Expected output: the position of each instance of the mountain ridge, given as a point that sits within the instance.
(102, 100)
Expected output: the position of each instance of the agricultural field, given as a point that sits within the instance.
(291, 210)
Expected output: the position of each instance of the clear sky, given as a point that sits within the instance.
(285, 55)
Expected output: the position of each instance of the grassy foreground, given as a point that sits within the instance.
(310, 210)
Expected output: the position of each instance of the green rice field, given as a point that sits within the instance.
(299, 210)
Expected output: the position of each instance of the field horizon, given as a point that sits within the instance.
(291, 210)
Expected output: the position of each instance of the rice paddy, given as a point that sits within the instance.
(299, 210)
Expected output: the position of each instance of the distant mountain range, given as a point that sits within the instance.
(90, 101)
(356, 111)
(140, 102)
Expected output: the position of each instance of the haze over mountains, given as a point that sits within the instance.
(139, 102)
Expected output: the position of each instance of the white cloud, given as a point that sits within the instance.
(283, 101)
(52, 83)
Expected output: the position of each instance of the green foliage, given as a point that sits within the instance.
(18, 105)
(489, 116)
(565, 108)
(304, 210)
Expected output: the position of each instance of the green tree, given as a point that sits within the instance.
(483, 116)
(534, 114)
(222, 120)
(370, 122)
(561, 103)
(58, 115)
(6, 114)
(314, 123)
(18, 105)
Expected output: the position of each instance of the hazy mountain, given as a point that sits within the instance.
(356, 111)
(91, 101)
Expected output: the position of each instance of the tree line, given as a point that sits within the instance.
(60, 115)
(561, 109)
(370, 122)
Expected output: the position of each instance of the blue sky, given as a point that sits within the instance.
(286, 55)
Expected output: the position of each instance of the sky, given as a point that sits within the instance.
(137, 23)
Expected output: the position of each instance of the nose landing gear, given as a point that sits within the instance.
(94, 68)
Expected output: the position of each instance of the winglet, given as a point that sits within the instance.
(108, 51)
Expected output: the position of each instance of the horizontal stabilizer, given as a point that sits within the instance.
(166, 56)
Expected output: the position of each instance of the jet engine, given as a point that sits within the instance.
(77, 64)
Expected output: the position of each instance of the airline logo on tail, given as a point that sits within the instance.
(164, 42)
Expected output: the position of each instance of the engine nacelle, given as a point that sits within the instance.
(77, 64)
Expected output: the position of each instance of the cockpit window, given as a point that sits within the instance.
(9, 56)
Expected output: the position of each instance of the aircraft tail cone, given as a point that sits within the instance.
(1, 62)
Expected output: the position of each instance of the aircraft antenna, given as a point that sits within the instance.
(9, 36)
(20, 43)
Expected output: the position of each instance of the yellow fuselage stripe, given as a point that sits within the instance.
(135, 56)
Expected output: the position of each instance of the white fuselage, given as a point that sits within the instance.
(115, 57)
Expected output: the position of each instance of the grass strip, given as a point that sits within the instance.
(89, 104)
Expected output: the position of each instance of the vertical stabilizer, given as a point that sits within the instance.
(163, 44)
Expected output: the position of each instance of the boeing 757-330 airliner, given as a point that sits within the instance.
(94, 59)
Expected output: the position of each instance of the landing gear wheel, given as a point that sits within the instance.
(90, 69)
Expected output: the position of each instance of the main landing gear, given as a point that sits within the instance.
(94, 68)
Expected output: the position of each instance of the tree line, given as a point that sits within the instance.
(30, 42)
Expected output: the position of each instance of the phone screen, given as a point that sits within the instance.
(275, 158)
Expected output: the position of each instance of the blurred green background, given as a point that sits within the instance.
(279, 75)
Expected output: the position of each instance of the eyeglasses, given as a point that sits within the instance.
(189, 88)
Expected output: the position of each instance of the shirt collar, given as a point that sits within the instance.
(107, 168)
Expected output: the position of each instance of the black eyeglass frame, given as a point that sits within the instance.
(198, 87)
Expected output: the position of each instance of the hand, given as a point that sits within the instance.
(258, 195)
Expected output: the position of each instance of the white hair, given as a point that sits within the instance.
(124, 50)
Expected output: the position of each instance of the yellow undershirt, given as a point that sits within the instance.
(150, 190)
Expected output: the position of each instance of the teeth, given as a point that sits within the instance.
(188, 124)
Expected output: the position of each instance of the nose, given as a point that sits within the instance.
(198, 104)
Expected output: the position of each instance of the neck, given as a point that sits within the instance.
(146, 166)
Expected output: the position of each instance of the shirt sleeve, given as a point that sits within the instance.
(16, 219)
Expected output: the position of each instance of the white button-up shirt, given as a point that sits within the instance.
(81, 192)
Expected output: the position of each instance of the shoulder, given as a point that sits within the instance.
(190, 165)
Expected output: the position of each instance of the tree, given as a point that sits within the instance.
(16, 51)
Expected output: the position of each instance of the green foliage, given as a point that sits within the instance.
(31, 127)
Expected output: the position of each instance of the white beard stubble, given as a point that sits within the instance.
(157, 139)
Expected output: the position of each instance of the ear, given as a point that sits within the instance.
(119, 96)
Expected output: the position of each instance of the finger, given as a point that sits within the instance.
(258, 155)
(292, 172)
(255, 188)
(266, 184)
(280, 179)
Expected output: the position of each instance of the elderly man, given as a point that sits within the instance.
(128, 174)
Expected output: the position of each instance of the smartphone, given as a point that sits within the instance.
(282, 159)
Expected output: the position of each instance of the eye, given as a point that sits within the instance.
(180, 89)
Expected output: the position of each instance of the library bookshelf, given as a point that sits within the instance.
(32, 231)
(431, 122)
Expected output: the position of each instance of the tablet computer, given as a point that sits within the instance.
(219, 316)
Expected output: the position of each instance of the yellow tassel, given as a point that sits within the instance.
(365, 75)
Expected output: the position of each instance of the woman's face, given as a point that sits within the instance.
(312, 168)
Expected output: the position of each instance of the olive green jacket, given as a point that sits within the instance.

--------------------

*WORK TO BE COMPLETED*.
Reproduce the data in full. Nothing in it may be altered.

*SOLUTION TO THE EXERCISE*.
Expected output: the position of each instance of the mountain ridge, given as a point that sits within the instance.
(102, 100)
Expected output: the position of each instance of the agricultural field, given as a point that sits within the instance.
(291, 210)
Expected output: the position of each instance of the clear sky, given as a point that sits within the instance.
(285, 55)
Expected output: the position of each instance of the grassy foreground, given as a point that sits within the instance.
(310, 210)
Expected output: the position of each instance of the green rice field, given as a point that sits within the instance.
(299, 210)
Expected output: the position of each instance of the field horizon, given as a point that sits within the instance.
(291, 210)
Expected output: the position of each instance of the rice paddy, given as a point that sits within the instance.
(299, 210)
Expected output: the position of each instance of the distant mountain range, given as a point that sits within the instance.
(90, 101)
(356, 111)
(140, 102)
Expected output: the position of each instance of the haze over mountains, given as a point that sits within the instance.
(139, 102)
Expected output: the position of each instance of the white cloud, given as a point that sits within the instance.
(283, 101)
(52, 83)
Expected output: the position of each instance of the green foliage, given as a point that sits within the instance.
(18, 105)
(489, 116)
(565, 108)
(304, 210)
Expected output: the position of each instance of the green tree, given as a point that sits within the instance.
(483, 116)
(534, 114)
(222, 120)
(370, 122)
(561, 103)
(58, 115)
(6, 114)
(314, 123)
(18, 105)
Expected output: the position of each instance of the hazy mountain, given as a point that sits within the instance.
(356, 111)
(91, 101)
Expected output: the position of each instance of the tree line, given as a point that sits within the instance.
(60, 115)
(561, 109)
(370, 122)
Expected output: the position of each instance of the blue sky, given as a point that sits within the instance.
(286, 55)
Expected output: the position of each instance of the sky, given as a point that sits within the instance.
(137, 23)
Expected output: the position of each instance of the nose landing gear, given as a point that sits within the instance.
(94, 68)
Expected output: the position of each instance of the winglet, given as a point that sits within the instance.
(108, 51)
Expected output: the position of each instance of the horizontal stabilizer, given as a point that sits within the instance.
(166, 56)
Expected output: the position of each instance of the jet engine, given as a point that sits within the instance.
(77, 64)
Expected output: the position of each instance of the airline logo on tail, given as a point that sits within the instance.
(164, 42)
Expected output: the position of each instance of the engine nacelle, given as a point that sits within the instance.
(77, 64)
Expected output: the position of each instance of the cockpit window, given as a point that sits within the instance.
(9, 56)
Expected output: the position of each instance of the aircraft tail cone, given as a point that sits within the instance.
(1, 62)
Expected output: the position of each instance of the aircraft antenna, given as a point that sits within the instance.
(9, 36)
(20, 43)
Expected output: the position of each instance of the yellow fuselage stripe, given as a point that sits within the instance.
(135, 56)
Expected output: the position of each instance of the white fuselage, given as a point that sits within the instance.
(115, 57)
Expected output: the position of each instance of the grass strip, given as a point that sits within the instance.
(89, 104)
Expected output: the position of each instance of the vertical stabilizer, given as a point that sits within the instance.
(163, 44)
Expected output: the position of each instance of the boeing 757-330 airliner, given as a point that sits within the instance.
(94, 59)
Expected output: the position of each instance of the landing gear wheel, given as a point that sits within the instance.
(90, 69)
Expected output: the position of each instance of the main landing gear, given as a point that sits within the instance.
(94, 68)
Expected output: the position of each instance of the tree line, given as a point that sits within the instance.
(30, 42)
Expected output: the position of each instance of the phone screen, given as a point that sits within the instance.
(275, 158)
Expected output: the position of each instance of the blurred green background, given as a point that sits within the instance.
(279, 75)
Expected output: the position of each instance of the eyeglasses, given as a point that sits within the instance.
(189, 88)
Expected output: the position of each instance of the shirt collar, given as a point that sits within the instance.
(107, 168)
Expected output: the position of each instance of the black eyeglass frame, given as a point that sits within the instance.
(198, 87)
Expected output: the position of each instance of the hand, given as a point that sits within the instance.
(258, 195)
Expected output: the position of each instance of the white hair, given as a point that sits within the instance.
(124, 50)
Expected output: the position of each instance of the yellow undershirt, given as a point that sits within the instance.
(150, 190)
Expected output: the position of each instance of the teeth, given as a point that sits within the instance.
(188, 124)
Expected output: the position of each instance of the nose, given as a point that sits within the instance.
(198, 104)
Expected output: the position of each instance of the neck, given as a point that sits within the instance.
(146, 166)
Expected output: the position of each instance of the shirt sleeve, given as a point that sits within the instance.
(16, 219)
Expected output: the position of each instance of the white button-up shirt, given as a point that sits within the instance.
(81, 192)
Expected output: the position of each instance of the shoulder, given as a point that sits within the instance.
(190, 165)
Expected output: the position of each instance of the tree, given as a point that sits within the instance.
(16, 51)
Expected output: the position of each instance of the green foliage, given as a point that sits within the instance.
(31, 127)
Expected output: the position of each instance of the white beard stubble, given as a point that sits within the instance.
(157, 139)
Expected output: the position of each instance of the ear, given as a point that sits within the instance.
(119, 96)
Expected output: the position of each instance of the finger, given as a point that sits within the instance.
(258, 155)
(292, 172)
(255, 188)
(266, 184)
(280, 179)
Expected output: the position of each instance of the elderly man, given as a point that sits within the instance.
(128, 174)
Expected output: the position of each instance of the smartphone, given as a point that sits within the instance.
(282, 159)
Expected output: the position of each instance of the eye, given as a point that sits within the instance.
(180, 89)
Expected output: the position of each instance of the library bookshelf, given as a point that sits within the instance.
(32, 231)
(431, 122)
Expected output: the position of each instance of the tablet computer, given as a point that sits within the instance.
(219, 316)
Expected output: the position of each instance of the yellow tassel, given as a point that sits within the instance.
(365, 75)
Expected output: the position of each instance of the woman's face, given as a point that sits within the instance.
(312, 168)
Expected output: the position of each instance of the olive green jacket, given as a point that sits within the instance.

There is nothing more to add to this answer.